TASK TO CARRY OUT.
Copy exactly the run of lines that begins at the line with "Target: green grass" and ends at the final line of the entries.

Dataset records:
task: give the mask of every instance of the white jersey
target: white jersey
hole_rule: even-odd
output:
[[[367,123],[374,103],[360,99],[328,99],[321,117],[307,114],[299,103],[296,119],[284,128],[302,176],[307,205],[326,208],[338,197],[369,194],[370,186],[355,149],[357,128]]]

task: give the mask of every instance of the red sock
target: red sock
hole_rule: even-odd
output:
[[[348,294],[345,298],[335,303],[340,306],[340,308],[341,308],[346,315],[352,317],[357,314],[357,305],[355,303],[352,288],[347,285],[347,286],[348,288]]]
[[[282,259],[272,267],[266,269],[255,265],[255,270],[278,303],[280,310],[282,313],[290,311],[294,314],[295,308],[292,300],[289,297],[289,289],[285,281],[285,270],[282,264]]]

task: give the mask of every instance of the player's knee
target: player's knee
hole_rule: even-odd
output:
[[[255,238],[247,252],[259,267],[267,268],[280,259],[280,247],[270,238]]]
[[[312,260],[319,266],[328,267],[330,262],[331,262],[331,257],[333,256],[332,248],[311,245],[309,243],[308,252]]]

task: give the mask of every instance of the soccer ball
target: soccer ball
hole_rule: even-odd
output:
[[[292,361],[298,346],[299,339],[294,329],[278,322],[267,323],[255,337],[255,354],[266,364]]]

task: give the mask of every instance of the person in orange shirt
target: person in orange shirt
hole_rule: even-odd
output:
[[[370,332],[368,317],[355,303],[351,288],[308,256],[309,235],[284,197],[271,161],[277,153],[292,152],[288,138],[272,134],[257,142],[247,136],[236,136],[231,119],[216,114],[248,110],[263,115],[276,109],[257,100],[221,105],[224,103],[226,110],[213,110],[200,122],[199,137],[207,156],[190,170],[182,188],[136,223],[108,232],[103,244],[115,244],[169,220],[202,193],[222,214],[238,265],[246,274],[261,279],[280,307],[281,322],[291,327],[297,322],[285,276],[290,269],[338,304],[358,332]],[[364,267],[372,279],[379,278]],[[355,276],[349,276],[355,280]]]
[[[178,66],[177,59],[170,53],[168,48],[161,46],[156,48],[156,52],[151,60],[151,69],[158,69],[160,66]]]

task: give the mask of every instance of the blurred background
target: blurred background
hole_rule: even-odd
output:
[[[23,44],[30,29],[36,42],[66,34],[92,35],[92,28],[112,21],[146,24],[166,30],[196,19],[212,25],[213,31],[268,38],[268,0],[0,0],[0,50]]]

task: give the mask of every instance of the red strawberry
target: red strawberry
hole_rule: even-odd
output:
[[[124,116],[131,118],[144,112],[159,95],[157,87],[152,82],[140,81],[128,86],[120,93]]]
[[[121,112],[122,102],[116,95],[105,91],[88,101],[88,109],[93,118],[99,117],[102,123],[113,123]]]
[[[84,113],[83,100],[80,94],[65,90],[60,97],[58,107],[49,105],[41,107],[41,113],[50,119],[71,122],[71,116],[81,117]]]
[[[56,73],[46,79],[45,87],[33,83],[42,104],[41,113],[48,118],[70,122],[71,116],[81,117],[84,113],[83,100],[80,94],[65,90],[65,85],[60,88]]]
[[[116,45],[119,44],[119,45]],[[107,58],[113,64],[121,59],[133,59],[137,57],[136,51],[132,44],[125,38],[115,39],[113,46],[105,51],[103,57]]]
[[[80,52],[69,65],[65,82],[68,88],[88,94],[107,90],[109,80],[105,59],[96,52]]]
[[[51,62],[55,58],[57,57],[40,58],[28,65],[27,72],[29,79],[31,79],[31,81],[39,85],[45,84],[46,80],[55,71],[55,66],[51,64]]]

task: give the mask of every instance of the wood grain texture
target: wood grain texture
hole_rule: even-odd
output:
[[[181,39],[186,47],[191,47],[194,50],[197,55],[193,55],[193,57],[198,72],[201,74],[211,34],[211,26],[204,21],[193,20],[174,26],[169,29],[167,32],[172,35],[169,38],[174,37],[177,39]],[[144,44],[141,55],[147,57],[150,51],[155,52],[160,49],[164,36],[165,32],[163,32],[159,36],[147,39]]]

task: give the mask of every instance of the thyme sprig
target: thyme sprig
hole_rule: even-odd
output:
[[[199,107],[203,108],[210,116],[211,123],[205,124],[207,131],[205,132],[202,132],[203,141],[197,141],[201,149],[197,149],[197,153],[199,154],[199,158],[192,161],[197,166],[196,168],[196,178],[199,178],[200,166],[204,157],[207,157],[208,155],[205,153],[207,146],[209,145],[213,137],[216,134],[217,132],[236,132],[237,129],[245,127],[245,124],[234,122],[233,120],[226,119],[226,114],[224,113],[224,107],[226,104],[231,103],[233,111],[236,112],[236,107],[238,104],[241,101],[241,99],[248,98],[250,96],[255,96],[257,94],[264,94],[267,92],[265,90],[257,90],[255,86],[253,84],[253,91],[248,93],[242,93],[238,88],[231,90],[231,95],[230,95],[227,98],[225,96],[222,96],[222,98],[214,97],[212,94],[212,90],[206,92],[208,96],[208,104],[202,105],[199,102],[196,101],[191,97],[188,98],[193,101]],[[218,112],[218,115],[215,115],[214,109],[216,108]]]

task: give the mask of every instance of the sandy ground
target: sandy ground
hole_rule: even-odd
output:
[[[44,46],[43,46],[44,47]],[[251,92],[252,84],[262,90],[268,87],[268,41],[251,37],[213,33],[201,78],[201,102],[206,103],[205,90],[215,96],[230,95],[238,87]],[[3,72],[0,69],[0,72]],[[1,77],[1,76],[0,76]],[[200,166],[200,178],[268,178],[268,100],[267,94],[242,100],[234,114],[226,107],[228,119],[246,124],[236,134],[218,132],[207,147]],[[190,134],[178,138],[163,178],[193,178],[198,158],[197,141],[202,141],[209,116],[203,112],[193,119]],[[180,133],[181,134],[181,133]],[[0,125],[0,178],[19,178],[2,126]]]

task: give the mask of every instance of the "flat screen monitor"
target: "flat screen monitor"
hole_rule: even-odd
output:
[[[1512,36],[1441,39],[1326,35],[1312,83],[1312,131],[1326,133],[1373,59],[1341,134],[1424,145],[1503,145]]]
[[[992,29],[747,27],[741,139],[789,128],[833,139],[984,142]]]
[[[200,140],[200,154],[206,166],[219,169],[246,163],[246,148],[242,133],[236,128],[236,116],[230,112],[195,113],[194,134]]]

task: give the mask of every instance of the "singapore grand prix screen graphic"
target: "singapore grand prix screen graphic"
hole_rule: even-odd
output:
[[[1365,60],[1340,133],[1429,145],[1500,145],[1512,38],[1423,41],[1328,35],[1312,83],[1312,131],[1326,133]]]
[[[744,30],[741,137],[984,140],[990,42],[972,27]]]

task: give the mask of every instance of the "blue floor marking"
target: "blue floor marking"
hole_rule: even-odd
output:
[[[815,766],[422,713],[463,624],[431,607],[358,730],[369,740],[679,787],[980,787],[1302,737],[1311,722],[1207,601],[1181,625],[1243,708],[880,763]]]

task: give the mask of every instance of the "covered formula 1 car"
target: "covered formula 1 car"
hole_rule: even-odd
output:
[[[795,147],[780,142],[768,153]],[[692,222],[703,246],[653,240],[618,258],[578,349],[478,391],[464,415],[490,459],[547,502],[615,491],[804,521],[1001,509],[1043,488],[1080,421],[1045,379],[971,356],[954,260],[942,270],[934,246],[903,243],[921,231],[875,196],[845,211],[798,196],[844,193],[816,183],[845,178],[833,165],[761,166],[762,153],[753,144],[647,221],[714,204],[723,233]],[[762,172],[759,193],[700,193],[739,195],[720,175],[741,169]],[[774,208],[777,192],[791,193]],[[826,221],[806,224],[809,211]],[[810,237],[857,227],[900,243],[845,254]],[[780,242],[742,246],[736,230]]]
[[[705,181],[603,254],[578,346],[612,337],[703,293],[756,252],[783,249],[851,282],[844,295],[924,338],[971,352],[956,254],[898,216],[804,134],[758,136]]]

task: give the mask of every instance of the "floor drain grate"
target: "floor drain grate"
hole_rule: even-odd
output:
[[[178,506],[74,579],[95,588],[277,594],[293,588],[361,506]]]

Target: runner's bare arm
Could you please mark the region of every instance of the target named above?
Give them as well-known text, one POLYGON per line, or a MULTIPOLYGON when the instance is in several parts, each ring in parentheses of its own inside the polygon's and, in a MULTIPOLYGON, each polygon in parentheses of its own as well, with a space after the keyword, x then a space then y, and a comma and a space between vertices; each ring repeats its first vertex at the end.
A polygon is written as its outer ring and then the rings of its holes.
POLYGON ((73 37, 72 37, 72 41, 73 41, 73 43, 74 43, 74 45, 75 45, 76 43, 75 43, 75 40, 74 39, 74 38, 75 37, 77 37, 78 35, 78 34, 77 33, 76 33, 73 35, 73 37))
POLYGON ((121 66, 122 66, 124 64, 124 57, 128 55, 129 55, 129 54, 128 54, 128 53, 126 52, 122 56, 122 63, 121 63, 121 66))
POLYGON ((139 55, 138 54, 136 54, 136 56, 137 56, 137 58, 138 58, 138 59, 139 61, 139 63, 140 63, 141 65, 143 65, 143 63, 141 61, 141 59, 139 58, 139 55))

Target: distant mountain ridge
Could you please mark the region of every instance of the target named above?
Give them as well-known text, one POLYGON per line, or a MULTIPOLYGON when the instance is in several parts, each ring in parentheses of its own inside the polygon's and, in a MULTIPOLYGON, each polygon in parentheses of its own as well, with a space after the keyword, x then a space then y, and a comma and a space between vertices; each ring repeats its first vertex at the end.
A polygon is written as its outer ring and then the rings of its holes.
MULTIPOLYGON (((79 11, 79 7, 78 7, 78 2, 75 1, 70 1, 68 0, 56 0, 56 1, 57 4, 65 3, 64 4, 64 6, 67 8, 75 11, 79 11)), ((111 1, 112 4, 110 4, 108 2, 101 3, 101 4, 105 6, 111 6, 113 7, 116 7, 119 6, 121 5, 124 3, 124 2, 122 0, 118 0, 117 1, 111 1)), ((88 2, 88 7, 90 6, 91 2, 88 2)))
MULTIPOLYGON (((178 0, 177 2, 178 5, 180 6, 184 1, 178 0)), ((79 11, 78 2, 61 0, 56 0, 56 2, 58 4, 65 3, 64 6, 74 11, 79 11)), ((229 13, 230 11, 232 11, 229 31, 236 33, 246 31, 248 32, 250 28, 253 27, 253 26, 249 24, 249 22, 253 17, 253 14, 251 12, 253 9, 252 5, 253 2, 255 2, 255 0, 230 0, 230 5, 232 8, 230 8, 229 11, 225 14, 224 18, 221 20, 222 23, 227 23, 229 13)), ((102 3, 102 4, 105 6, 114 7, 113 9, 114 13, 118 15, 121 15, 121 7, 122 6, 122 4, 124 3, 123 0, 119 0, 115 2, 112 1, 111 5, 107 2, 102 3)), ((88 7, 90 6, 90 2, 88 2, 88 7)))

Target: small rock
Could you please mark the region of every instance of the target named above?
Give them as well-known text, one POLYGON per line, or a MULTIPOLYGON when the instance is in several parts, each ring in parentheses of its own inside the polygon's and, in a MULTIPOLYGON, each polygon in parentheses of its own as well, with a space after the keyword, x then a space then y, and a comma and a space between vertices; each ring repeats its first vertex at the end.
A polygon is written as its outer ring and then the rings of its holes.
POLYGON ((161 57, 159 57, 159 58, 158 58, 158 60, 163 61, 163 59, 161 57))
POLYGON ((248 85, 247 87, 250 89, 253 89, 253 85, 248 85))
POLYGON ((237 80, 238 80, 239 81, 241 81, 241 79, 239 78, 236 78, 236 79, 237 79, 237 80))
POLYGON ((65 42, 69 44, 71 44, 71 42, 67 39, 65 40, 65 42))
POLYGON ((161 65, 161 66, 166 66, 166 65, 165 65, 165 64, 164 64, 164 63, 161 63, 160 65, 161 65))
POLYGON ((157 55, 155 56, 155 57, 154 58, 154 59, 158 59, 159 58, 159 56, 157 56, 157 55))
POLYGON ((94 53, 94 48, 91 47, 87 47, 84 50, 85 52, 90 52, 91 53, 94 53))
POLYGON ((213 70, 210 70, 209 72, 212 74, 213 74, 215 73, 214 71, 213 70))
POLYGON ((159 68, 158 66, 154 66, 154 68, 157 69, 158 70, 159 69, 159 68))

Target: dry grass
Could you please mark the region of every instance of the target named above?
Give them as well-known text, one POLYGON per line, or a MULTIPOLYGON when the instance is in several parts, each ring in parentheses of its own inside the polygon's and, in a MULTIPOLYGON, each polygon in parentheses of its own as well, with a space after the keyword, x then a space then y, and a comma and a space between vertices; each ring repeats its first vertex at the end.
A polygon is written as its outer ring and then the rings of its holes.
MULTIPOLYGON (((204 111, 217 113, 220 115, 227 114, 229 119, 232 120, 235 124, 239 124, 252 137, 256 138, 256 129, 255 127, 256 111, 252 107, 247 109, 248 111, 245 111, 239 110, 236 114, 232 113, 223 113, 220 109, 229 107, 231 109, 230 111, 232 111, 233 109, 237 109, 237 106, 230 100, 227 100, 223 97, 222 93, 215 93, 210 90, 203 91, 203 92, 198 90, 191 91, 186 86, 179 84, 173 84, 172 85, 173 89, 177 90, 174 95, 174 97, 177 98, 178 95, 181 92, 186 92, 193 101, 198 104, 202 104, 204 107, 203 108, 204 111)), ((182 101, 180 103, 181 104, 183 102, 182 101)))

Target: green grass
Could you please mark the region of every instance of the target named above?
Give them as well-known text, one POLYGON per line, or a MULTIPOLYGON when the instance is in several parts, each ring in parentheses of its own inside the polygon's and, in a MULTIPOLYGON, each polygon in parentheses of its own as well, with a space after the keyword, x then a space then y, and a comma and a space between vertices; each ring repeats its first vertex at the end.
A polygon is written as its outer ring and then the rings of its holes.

COMPLETE ANSWER.
Target: green grass
Could you please mark the region of every instance of the target named above?
Give them as well-known text, one POLYGON per line, or a MULTIPOLYGON when the instance is in several parts, each ring in parentheses of its own inside the polygon's and, in a MULTIPOLYGON, each polygon in parentheses of its own as well, with a space after the keyword, x then a space then y, and a comma and a space between vertices; each ring repeats its first vertex at the end.
A polygon is written as its outer ring and then the rings of its holes.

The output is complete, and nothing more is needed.